** START Excerpted passage **
# Strike Cruiser Fluff Question



## Bane_of_Kings (Oct 28, 2009)

Okay, I need help with these questions about Strike Cruisers.

Does a Captain of a Company also command a Strike Cruiser? 

Also, are Strike Cruisers assigned to Companies?

And the penultimate question, if the Captain of a Company doesn't command a Strike Cruiser, who does? Do they wear Power Armour? Are they even astartes?

Now for my final question. Drum Roll Please, how many pilots are needed to pilot a Strike Cruiser and are they all Space Marines?


Rep to the person who answers this question, thanks.

-BoK


----------



## dark angel (Jun 11, 2008)

A) I believe the actual Captain of a Strike Cruiser depends on the Chapter, although when one is aboard, they probably pair up with the original commander.

B) It depends I think. Some Companies are gifted with Battle Barges for some missions, I assume the same goes for Strike Cruisers, with no assigned Company but rather able to take any force out.

C) Many sources would have them as Astartes; yes. I believe the Master of the Fourth is actually the commander of the Chapter's fleet, so it wouldn't be suprising if he assigned ranks from his crew.

D) I honestly cannot answer that. I assume some of the crew are Astartes, who probably wear armour during times of conflict. However I imagine the majority of the pilots will be formed from Chapter Serfs, who in turn are probably washed over by the few Astartes on board.

Hope that helps, all I can really say if I am honest...


----------



## Bane_of_Kings (Oct 28, 2009)

Thanks, rep to you. Rep to if anybody can come up with question D. Also, I'm writing a Raven Guard novel about the Fourth Company, which I'm guessing is the Master of the Fleet, so they'd probably have him in command of the Strike Crusier.
** END Excerpted passage **
# What needs to be done:
Please say which Company the Raven Guard novel mentioned in the Strike Cruiser thread is about.
** START Data records **
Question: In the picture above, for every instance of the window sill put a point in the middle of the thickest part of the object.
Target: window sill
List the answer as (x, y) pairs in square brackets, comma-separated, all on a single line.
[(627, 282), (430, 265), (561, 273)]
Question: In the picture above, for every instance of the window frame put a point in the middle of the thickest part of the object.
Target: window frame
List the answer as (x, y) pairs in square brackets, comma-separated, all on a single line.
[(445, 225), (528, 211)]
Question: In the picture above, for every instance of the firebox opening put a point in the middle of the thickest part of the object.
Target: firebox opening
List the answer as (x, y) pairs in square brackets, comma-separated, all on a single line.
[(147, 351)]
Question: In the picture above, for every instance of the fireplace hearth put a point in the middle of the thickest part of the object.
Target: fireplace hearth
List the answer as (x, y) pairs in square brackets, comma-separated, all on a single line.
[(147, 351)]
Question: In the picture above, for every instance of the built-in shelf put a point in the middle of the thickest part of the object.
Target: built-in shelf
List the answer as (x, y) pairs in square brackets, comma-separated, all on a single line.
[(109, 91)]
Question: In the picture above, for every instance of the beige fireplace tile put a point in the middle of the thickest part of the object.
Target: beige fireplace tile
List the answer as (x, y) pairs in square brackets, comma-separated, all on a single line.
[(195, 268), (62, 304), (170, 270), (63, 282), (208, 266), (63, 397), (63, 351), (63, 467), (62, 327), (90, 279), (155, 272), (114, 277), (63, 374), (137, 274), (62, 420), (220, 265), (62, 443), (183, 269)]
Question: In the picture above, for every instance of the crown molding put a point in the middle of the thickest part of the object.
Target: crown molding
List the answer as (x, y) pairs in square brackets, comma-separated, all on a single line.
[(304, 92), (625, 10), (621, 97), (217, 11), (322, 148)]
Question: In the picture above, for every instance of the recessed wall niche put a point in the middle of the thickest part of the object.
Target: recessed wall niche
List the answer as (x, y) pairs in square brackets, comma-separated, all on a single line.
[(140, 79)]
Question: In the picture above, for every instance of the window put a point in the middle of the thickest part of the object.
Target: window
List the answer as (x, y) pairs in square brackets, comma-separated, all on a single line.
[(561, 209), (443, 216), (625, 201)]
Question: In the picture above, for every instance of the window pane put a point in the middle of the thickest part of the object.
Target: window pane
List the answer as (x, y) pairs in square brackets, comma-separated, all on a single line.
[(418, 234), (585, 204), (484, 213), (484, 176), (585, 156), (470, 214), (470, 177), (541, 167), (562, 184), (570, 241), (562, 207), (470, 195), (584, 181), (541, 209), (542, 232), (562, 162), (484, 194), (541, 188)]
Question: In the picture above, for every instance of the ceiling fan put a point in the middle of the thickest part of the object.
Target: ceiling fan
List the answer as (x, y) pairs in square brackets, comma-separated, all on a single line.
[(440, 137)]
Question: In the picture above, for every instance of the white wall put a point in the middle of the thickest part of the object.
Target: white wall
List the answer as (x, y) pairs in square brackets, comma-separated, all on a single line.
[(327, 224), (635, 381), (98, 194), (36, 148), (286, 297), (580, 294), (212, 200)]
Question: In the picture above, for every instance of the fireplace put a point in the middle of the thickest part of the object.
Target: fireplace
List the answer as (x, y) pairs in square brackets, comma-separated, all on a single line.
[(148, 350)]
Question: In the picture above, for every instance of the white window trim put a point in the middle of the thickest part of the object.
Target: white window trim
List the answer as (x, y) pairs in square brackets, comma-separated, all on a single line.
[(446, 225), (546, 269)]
** END Data records **
# Task solution:
The Fourth Company.